**Problem:** Every entry that follows should be reproduced exactly.
** begin Listed entries **
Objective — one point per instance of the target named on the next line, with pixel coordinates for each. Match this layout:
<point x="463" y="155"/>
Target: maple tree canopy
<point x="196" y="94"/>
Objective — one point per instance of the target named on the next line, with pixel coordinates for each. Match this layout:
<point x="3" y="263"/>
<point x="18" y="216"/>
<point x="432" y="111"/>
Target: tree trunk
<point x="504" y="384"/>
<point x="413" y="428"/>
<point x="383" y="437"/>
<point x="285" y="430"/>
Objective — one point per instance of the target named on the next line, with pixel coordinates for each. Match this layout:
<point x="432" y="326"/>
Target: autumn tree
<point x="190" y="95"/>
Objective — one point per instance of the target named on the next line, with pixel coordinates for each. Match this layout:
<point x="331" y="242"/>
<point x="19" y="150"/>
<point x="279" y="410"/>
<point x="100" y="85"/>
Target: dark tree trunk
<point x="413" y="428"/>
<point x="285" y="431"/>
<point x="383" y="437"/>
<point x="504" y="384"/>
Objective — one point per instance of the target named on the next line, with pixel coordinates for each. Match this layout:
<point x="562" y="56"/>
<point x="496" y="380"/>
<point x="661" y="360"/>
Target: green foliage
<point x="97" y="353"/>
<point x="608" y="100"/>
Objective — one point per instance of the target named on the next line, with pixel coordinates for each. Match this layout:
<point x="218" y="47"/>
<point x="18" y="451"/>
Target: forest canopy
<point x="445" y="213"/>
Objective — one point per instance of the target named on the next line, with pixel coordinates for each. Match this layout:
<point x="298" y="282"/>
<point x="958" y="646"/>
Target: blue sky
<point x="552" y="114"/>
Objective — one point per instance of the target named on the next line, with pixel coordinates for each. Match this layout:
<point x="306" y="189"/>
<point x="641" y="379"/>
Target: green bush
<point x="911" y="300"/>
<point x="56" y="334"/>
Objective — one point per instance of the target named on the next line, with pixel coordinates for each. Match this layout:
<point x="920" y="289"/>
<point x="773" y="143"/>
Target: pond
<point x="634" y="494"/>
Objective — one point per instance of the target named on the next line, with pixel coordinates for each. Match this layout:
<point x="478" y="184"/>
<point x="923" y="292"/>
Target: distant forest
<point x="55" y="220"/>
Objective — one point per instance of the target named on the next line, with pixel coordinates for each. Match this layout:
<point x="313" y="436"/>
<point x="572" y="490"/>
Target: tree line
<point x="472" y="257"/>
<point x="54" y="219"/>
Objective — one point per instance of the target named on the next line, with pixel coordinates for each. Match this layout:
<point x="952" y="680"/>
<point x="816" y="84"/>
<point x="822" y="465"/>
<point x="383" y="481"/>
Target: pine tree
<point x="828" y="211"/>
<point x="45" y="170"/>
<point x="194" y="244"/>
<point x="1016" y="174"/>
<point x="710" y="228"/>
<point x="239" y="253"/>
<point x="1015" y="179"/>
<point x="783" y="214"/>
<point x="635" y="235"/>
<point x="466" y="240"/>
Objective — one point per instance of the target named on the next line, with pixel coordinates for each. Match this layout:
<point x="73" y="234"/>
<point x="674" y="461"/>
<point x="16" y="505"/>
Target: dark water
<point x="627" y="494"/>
** end Listed entries **
**Answer below:**
Objective — one point per instance of the target named on the next line, with pixel coordinates for each. Match this layout:
<point x="463" y="155"/>
Target: maple tree canopy
<point x="196" y="94"/>
Objective — one point per instance of the target named on the next line, with pixel coordinates for each. Match this layout:
<point x="3" y="263"/>
<point x="18" y="216"/>
<point x="432" y="111"/>
Target: tree trunk
<point x="504" y="384"/>
<point x="413" y="428"/>
<point x="383" y="437"/>
<point x="285" y="430"/>
Objective — one point per instance of the target named on the next line, with pixel coordinates for each. Match this layout:
<point x="432" y="326"/>
Target: autumn tree
<point x="190" y="95"/>
Objective — one point per instance of the target named on the next line, with pixel coordinates for each. Match this layout:
<point x="331" y="242"/>
<point x="19" y="150"/>
<point x="279" y="410"/>
<point x="100" y="85"/>
Target: dark tree trunk
<point x="413" y="428"/>
<point x="285" y="431"/>
<point x="383" y="437"/>
<point x="504" y="384"/>
Objective — one point per instance of the target named on the next line, with pixel coordinates for each. Match this layout:
<point x="562" y="56"/>
<point x="496" y="380"/>
<point x="661" y="360"/>
Target: green foliage
<point x="97" y="353"/>
<point x="608" y="100"/>
Objective — one point per instance of the target named on the next line, with pixel coordinates for each. Match this layout:
<point x="218" y="47"/>
<point x="18" y="451"/>
Target: forest canopy
<point x="445" y="213"/>
Objective — one point per instance of the target named on the next line, with pixel coordinates for each. Match this layout:
<point x="298" y="282"/>
<point x="958" y="646"/>
Target: blue sky
<point x="552" y="114"/>
Objective — one point per instance of the target named on the next line, with pixel coordinates for each. Match this layout:
<point x="306" y="189"/>
<point x="641" y="379"/>
Target: green bush
<point x="911" y="300"/>
<point x="56" y="334"/>
Objective — one point per instance of the target named on the next line, with pixel coordinates for each. Match this layout:
<point x="920" y="289"/>
<point x="773" y="143"/>
Target: pond
<point x="634" y="494"/>
Objective — one point per instance of the target named on the next line, with pixel coordinates for each. Match this layout:
<point x="478" y="184"/>
<point x="923" y="292"/>
Target: distant forest
<point x="55" y="220"/>
Objective — one point per instance of the target named on the next line, with pixel coordinates for each. Match this layout:
<point x="313" y="436"/>
<point x="572" y="490"/>
Target: tree line
<point x="472" y="257"/>
<point x="54" y="219"/>
Objective — one point per instance of the target named on the next line, with pixel coordinates for each. Match this layout:
<point x="952" y="680"/>
<point x="816" y="84"/>
<point x="822" y="465"/>
<point x="383" y="481"/>
Target: pine tree
<point x="828" y="211"/>
<point x="45" y="170"/>
<point x="194" y="244"/>
<point x="1016" y="174"/>
<point x="710" y="228"/>
<point x="239" y="253"/>
<point x="1015" y="179"/>
<point x="783" y="214"/>
<point x="635" y="235"/>
<point x="466" y="240"/>
Objective — one point per instance of the target named on the next line, with pixel coordinates for each. Match this layout:
<point x="73" y="234"/>
<point x="674" y="461"/>
<point x="16" y="505"/>
Target: dark water
<point x="627" y="494"/>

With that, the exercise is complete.